--- Given passage ---
# The Journalism Woodward & Bernstein Watergate Inspired



## Mrs. M. (Nov 3, 2016)

Woodward and Bernstein (center) discussing the Watergate Scandal

In 1972 Bob Woodward and Carl Bernstein's investigation broke the biggest story in in US political history. The four year partnership of the two journalists led to the indictments of 40 White House officials and the resignation of President Nixon.

During their four year investigation their efforts were dismissed by the White House as a "third-rate burglary." Both journalists were mocked and ridiculed but the two men continued to stay focused on their work. Their investigative journalism led to a Pulitzer prize for the newspaper they worked for and an apology from (then) White House Press secretary Ron Zeigler who had previously criticized the journalists and their articles. The lesson for investigative journalists of their era is no different than it is for today's investigative journalists.  Stay with it.  Don't break down, breakthrough.

 All truth passes through three stages. First, it is ridiculed. Second, it is violently opposed. Third, it is accepted as being self-evident.
-Arthur Schopenhauer

The truth is not something that can remain hidden.  Eventually the truth will come out and the scoffers will either offer an apology or fade into the woodwork.  Cowards are not recipients of prestigious awards. They are only awarded the infamy of ill repute which they so richly deserve.  As the saying goes, any dead fish can float downstream but it takes a live one to swim against the current.  Not only did Woodward and Bernstein swim against the current, their victory was publicly acknowledged and later preserved by respected historians and educators.

The Harry Ransom Center at the University of Texas at Austin has an online exhibit of Woodward and Bernstein's Watergate papers.
Bob Woodward and Carl Bernstein: An Inventory of Their Watergate Papers at the                     Harry Ransom Center


While viewing the Harry Ransom Center online, I learned an interesting detail of the case.  Woodward and Bernstein discovered that after Nixon resigned, many high-level White House and government personnel were willing to talk to them and give their side of the story.  With the help of two hired research assistants, they were able to interview nearly 400 people by promising them anonymity which made it possible for these people to hold onto their jobs.
Bob Woodward and Carl Bernstein: An Inventory of Their Watergate Papers at the                     Harry Ransom Center

This is an interesting observation because it reveals one of the traits of human nature. Self-preservation.  Intimidation is a powerful weapon which wields the sword of fear over those who are within its reach.  The victim's focus is no longer on justice and truth but rather on protecting themselves from the dangers of exposing the truth (so that justice can prevail).  When the highest levels of government are named in an investigation, any witnesses with damaging information might well ask, "What will happen to me if I come forward?"

On October 7, 2016 Zerohedge.com wrote a story about an intervention by the White House to suppress Hillary Clinton's email scandal - leaked emails.
White House Intervened To Suppress Hillary 'Secret Server' Scandal, Leaked Emails Reveal | Zero Hedge

They referenced an article written by Journalist Tyler Durden which asked the question, How is this not classified?   The story investigates President Barack Obama's use of a pseudonym in emails to Hillary Clinton which were found on her private server.
--- Data block ---
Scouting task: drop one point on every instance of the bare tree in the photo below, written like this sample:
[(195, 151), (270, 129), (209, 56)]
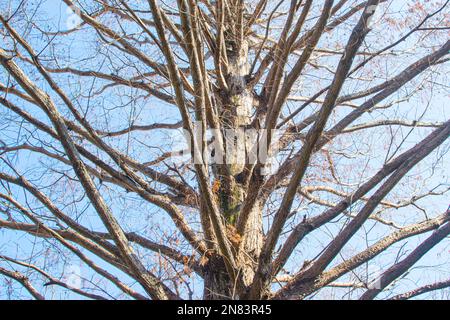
---
* [Objective A] Reproduce the Watergate post between "-Arthur Schopenhauer" and "historians and educators.", inclusive.
* [Objective B] What three stages does the quotation in the Watergate post say all truth passes through?
* [Objective C] According to the Watergate post, how many White House officials were indicted as a result of the two journalists' partnership?
Answer from the Watergate post alone.

* [Worked answer A]
-Arthur Schopenhauer

The truth is not something that can remain hidden.  Eventually the truth will come out and the scoffers will either offer an apology or fade into the woodwork.  Cowards are not recipients of prestigious awards. They are only awarded the infamy of ill repute which they so richly deserve.  As the saying goes, any dead fish can float downstream but it takes a live one to swim against the current.  Not only did Woodward and Bernstein swim against the current, their victory was publicly acknowledged and later preserved by respected historians and educators.

* [Worked answer B]
1. It is ridiculed.
2. It is violently opposed.
3. It is accepted as being self-evident.

* [Worked answer C] 40